**Task to carry out:**
When you reach the line containing "the dark wood" in the entries below, start writing out each line exactly, and stop after the line containing "white refrigerator, each".

(Dataset entries)
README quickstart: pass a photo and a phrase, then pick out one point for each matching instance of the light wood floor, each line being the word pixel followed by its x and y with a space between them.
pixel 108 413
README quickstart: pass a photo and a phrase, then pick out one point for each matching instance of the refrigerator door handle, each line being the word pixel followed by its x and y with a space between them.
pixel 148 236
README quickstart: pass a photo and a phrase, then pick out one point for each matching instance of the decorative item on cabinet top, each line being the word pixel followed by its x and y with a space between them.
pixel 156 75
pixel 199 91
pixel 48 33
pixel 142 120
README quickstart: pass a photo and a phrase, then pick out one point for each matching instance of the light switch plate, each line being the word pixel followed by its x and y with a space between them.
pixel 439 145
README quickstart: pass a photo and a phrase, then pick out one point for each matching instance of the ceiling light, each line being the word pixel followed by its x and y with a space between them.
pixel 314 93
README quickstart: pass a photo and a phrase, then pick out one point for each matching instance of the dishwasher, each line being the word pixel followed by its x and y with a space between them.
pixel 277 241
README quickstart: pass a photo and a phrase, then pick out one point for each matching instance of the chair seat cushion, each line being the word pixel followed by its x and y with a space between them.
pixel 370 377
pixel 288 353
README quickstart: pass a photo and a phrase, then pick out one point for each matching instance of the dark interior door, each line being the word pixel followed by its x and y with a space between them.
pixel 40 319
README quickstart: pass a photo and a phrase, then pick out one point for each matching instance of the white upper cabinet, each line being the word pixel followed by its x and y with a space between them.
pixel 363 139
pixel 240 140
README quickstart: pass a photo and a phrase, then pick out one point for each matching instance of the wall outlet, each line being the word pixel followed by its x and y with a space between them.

==

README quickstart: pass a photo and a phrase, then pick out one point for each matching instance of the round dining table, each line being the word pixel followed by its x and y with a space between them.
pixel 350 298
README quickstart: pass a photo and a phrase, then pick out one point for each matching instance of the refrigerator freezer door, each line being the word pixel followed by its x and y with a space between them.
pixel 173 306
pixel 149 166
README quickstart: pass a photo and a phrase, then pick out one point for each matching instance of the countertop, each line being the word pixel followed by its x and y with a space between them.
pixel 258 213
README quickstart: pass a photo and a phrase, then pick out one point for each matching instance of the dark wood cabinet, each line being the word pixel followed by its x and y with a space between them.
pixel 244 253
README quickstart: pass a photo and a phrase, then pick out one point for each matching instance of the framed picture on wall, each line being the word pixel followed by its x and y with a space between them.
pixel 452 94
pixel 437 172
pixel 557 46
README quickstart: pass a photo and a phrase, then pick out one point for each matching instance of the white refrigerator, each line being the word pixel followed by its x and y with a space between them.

**Result for this exercise:**
README quickstart: pass a photo and a phrase, then pick out one point for each matching instance of the dark wood cabinet, each line being the word pixel followed by its x and y with a space between them.
pixel 244 253
README quickstart: pass a photo and a phrase, then pick out one point for each matching instance of the framed picture on wall, each line being the word pixel followed by its x and y with a space between them.
pixel 452 94
pixel 437 172
pixel 557 46
README quickstart: pass a photo and a phrase, then pick out one point for each matching instance of the white refrigerator, each line being the word pixel followed by its x and y with a space between them.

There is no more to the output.